THE RECORDS:
— begin —

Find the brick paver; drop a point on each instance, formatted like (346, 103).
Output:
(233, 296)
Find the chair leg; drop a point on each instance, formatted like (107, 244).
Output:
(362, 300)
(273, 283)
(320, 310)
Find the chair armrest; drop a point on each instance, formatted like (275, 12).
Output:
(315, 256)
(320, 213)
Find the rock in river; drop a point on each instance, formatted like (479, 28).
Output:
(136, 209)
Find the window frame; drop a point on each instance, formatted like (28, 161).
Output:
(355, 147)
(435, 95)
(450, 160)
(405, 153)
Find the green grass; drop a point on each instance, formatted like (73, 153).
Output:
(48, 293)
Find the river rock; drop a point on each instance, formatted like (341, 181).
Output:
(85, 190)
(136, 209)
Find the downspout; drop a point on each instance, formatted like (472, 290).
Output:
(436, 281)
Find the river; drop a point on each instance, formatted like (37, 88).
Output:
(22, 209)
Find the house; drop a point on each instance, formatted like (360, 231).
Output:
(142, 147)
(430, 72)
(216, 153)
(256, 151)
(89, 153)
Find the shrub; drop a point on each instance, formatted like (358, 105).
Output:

— end —
— begin —

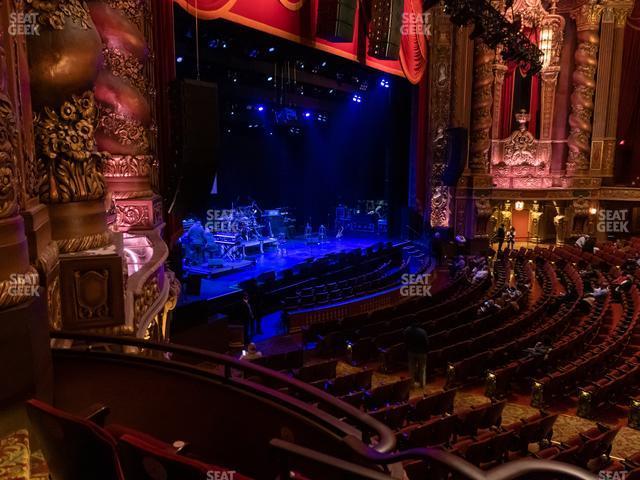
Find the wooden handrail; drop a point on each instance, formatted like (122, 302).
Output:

— end —
— begin —

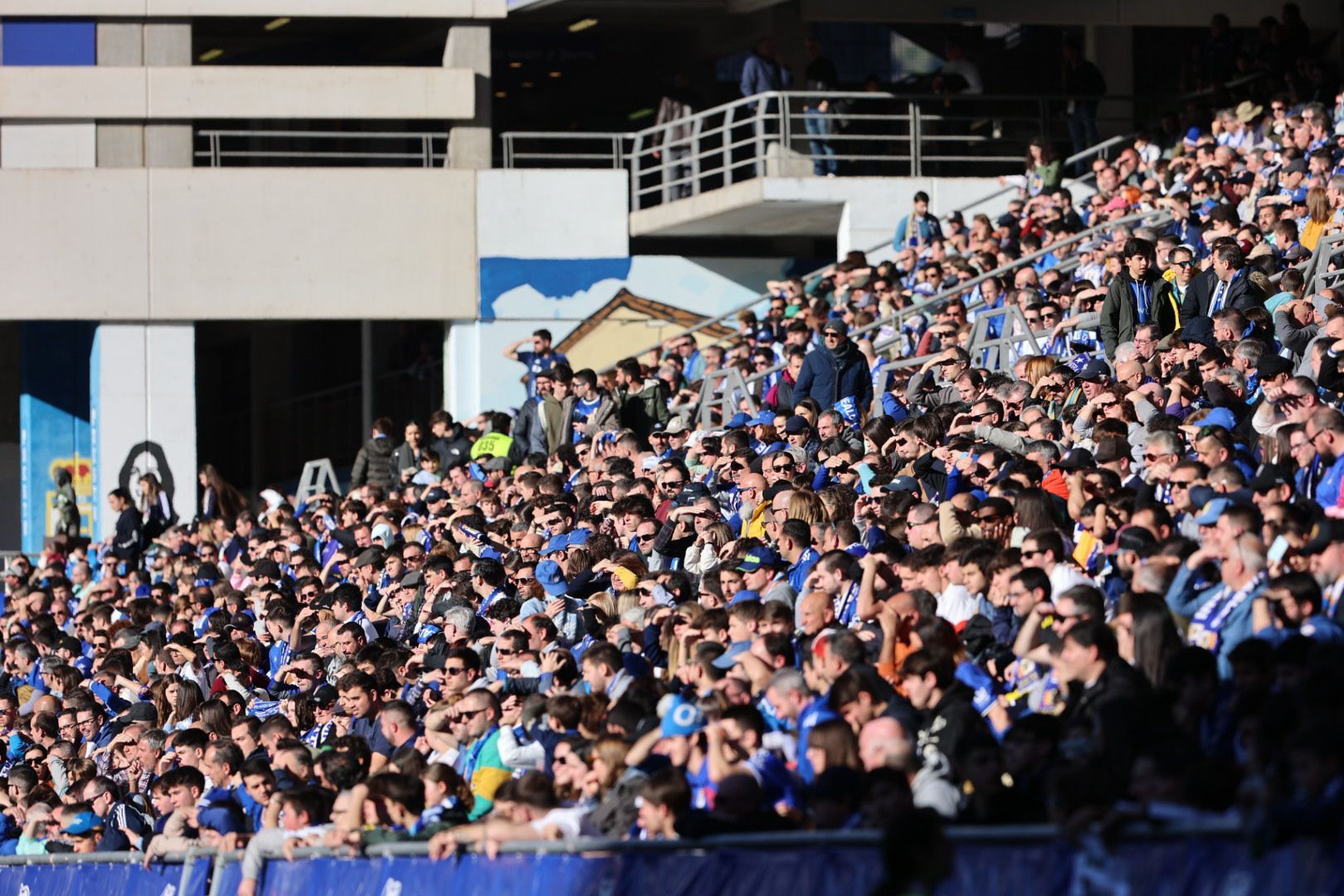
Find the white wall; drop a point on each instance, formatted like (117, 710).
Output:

— end —

EXERCISE DESCRIPTION: Show every line in the items above that contains the word "chair", treating uppercase and lowercase as different.

THE COMPLETED TASK:
Find the chair leg; drop a point on each instance, formatted like (107, 244).
Find the chair armrest; drop a point on each instance, formatted like (275, 12).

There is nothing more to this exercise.